[Your objective]
Gather every line in the listing below that contains the string "outline", matching uppercase and lowercase exactly.

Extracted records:
━━━━━━━━━━━━━━━━

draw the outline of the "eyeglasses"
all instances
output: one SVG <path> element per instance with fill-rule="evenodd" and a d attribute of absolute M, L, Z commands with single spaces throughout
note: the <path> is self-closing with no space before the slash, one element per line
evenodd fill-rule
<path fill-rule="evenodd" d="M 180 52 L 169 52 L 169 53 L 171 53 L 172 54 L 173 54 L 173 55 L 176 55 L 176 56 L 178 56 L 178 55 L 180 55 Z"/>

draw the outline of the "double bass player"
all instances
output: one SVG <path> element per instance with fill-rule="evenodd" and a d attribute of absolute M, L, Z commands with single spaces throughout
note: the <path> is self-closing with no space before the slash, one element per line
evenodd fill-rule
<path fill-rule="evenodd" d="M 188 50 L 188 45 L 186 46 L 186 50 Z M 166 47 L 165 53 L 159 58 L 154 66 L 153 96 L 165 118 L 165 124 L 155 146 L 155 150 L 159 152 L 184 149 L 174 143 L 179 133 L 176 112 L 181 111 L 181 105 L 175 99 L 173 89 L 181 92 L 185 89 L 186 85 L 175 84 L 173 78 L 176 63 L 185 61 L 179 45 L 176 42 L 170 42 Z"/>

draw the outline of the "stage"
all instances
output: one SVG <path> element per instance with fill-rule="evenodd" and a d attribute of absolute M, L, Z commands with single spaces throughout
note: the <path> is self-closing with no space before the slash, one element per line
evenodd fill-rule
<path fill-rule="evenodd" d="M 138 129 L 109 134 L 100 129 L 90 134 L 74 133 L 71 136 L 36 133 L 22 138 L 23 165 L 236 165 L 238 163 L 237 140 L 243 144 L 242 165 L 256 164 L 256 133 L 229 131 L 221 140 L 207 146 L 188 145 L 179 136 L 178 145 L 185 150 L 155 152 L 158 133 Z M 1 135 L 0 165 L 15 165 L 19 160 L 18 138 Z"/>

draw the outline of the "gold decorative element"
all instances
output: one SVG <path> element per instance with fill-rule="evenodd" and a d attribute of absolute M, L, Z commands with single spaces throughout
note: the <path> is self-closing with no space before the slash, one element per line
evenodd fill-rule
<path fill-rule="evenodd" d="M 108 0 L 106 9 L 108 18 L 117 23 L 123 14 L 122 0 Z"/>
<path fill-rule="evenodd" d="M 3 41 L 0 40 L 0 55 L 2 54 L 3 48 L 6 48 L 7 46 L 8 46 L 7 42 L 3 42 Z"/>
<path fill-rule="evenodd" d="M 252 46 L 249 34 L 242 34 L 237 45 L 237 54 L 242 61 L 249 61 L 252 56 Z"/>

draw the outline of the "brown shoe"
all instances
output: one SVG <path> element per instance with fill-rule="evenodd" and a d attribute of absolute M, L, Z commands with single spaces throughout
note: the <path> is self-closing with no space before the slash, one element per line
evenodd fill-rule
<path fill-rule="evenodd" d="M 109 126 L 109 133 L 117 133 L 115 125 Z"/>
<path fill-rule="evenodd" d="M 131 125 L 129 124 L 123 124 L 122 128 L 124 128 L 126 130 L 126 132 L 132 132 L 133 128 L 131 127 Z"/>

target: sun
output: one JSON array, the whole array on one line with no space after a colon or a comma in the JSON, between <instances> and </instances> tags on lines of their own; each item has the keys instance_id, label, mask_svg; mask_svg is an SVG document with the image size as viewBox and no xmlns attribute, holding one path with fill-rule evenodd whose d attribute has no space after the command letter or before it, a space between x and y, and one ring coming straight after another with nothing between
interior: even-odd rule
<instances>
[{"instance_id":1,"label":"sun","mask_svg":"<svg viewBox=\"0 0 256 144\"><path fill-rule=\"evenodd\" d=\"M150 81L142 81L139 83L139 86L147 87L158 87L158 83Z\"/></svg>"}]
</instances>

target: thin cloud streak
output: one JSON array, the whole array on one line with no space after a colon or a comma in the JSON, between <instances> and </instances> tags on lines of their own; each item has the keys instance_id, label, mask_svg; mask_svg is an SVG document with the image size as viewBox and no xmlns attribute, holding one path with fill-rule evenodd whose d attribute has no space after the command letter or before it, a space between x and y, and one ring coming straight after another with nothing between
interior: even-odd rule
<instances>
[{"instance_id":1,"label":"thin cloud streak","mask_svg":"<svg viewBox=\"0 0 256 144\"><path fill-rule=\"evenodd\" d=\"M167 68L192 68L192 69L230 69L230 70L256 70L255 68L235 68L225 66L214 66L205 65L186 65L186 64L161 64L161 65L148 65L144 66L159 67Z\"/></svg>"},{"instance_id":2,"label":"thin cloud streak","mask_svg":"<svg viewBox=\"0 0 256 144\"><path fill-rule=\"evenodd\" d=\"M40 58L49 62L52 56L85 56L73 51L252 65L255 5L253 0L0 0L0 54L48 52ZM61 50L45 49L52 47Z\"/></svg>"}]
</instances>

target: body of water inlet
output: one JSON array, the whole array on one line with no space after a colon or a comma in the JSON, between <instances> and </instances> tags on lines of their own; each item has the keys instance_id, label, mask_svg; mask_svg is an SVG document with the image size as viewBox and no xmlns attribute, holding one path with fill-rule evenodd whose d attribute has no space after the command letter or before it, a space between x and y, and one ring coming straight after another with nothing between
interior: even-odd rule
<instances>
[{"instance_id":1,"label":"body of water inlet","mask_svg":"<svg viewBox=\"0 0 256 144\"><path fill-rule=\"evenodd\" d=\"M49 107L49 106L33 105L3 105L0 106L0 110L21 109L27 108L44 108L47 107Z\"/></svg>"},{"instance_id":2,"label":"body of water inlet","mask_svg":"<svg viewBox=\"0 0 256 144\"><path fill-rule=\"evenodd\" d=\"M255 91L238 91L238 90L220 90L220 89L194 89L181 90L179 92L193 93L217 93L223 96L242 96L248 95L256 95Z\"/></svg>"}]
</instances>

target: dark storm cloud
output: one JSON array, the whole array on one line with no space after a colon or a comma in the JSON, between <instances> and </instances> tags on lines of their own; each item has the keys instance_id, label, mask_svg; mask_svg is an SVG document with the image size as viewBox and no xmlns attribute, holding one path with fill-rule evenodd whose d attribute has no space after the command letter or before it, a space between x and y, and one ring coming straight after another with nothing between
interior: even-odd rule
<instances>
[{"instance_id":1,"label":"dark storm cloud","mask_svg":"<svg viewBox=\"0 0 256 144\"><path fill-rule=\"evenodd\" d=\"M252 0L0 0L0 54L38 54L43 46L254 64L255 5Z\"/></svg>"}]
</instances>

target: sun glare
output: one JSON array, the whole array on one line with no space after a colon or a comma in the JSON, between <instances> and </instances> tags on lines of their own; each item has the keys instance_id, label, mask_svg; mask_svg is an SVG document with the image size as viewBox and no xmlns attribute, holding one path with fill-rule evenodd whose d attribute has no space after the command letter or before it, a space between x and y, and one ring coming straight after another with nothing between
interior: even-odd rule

━━━━━━━━━━━━━━━━

[Problem solution]
draw the outline of the "eyeglasses"
draw the outline of the "double bass player"
draw the outline of the "stage"
draw the outline of the "gold decorative element"
draw the outline of the "brown shoe"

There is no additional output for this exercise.